» **About this task**
Every entry should be repeated exactly. Omit the pictures.

(Stored data)
•••••
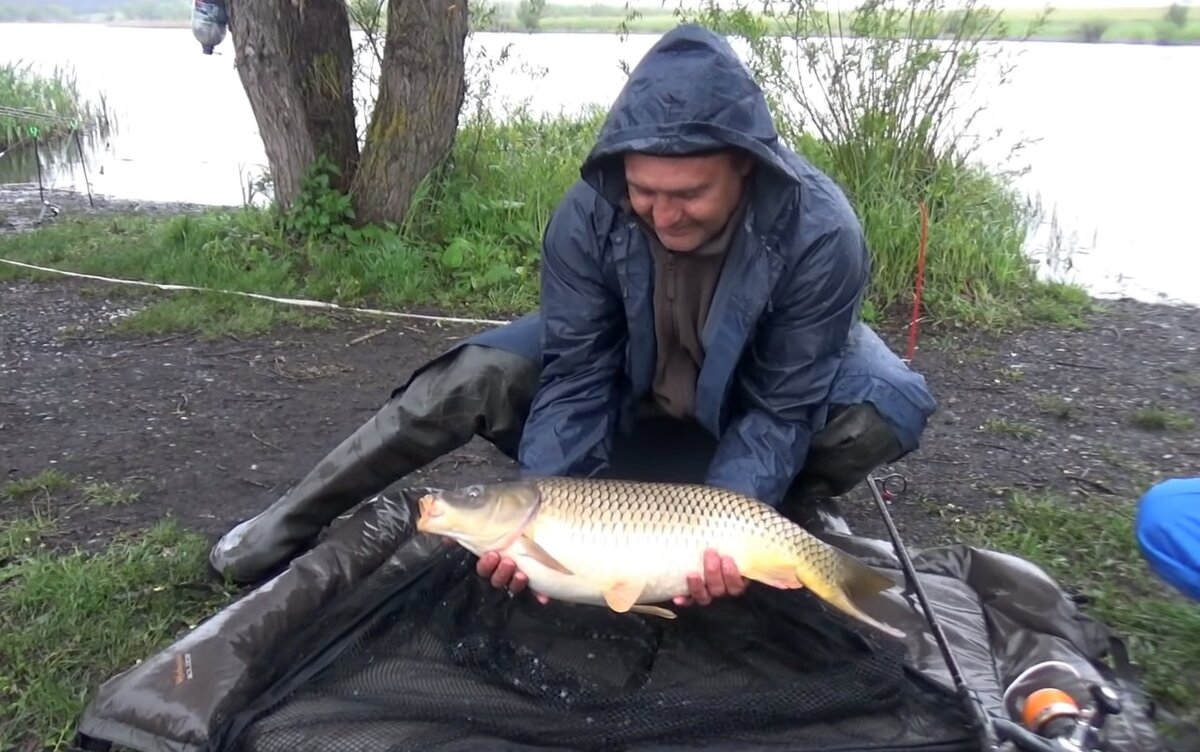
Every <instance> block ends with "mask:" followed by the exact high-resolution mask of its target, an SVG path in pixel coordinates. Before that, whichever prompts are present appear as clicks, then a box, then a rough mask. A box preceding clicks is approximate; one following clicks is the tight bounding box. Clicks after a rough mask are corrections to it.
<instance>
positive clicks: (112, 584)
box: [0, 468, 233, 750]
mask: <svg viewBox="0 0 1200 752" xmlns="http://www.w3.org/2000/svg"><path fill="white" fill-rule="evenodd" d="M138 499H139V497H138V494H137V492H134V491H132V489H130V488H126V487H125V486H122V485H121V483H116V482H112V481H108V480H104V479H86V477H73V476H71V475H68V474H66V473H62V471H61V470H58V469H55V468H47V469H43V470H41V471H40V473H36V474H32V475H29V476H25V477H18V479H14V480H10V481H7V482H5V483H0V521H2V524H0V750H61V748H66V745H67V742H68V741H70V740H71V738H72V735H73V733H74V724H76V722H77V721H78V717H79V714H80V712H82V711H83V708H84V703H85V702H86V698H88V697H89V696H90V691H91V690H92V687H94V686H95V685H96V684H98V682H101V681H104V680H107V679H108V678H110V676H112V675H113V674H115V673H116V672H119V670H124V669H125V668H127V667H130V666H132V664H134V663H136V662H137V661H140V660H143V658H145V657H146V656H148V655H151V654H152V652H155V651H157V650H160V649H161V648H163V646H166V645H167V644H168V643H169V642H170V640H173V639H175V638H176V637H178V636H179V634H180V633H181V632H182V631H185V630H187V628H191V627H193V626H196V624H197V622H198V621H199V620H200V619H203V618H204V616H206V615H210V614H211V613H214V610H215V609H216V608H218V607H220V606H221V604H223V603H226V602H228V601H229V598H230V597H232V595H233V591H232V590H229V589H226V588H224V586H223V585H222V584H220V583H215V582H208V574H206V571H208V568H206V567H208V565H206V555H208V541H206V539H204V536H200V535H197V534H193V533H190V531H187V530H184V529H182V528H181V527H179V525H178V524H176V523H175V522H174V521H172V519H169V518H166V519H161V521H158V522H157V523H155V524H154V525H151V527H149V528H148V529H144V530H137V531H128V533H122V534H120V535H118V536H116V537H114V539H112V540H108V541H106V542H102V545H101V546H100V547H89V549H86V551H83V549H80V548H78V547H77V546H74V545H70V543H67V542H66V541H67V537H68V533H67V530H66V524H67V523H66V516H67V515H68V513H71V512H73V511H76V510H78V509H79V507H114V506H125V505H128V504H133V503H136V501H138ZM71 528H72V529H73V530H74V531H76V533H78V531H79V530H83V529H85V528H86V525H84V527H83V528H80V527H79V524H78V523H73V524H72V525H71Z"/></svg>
•••••
» **Written response**
Every <instance> block ends with "mask:" followed by the exact high-resolution mask of its target, an SVG path in pixel coordinates. Before that, whichever prompts are present appear as clicks, then a box, then a rough mask. A box preceding clicks is approximate; one following clicks is the tight bounding box. Clicks after a rough mask are corrections to it.
<instance>
positive clicks: (112, 584)
box: [0, 468, 233, 750]
mask: <svg viewBox="0 0 1200 752" xmlns="http://www.w3.org/2000/svg"><path fill="white" fill-rule="evenodd" d="M138 499H139V497H138V494H137V492H134V491H132V489H130V488H126V487H125V486H122V485H121V483H116V482H112V481H108V480H104V479H86V477H73V476H71V475H68V474H66V473H62V471H61V470H58V469H55V468H47V469H43V470H41V471H40V473H36V474H32V475H29V476H25V477H18V479H14V480H10V481H7V482H5V483H0V521H2V524H0V750H61V748H66V745H67V742H68V741H70V740H71V738H72V735H73V733H74V724H76V722H77V721H78V717H79V714H80V712H82V711H83V708H84V703H85V702H86V698H88V697H89V696H90V691H91V690H92V687H94V686H95V685H96V684H98V682H101V681H104V680H107V679H108V678H110V676H112V675H113V674H115V673H116V672H119V670H124V669H125V668H127V667H130V666H132V664H134V663H136V662H137V661H140V660H143V658H145V657H146V656H148V655H151V654H152V652H155V651H157V650H160V649H161V648H163V646H166V645H167V644H168V643H169V642H170V640H173V639H175V638H176V637H178V636H179V634H180V633H181V632H182V631H185V630H187V628H191V627H193V626H196V624H197V622H198V621H199V620H200V619H203V618H204V616H206V615H210V614H211V613H214V610H215V609H216V608H218V607H220V606H221V604H223V603H226V602H228V601H229V598H230V597H232V595H233V591H232V590H229V589H226V588H224V586H223V585H222V584H220V583H215V582H208V574H206V571H208V568H206V567H208V565H206V555H208V541H206V539H204V536H200V535H197V534H193V533H190V531H187V530H184V529H182V528H181V527H179V525H178V524H176V523H175V522H174V521H172V519H169V518H166V519H161V521H158V522H157V523H155V524H154V525H151V527H149V528H148V529H144V530H137V531H128V533H122V534H120V535H118V536H116V537H114V539H112V540H108V541H106V542H102V545H101V546H100V547H89V549H86V551H83V549H80V548H78V547H77V546H74V545H70V543H67V542H66V541H67V537H68V533H67V530H66V524H67V523H66V516H67V515H68V513H71V512H73V511H76V510H78V509H79V507H114V506H125V505H128V504H133V503H136V501H138ZM71 528H72V529H73V530H74V531H76V533H78V531H79V530H83V529H85V528H86V525H84V527H83V528H80V527H79V524H78V523H73V524H72V525H71Z"/></svg>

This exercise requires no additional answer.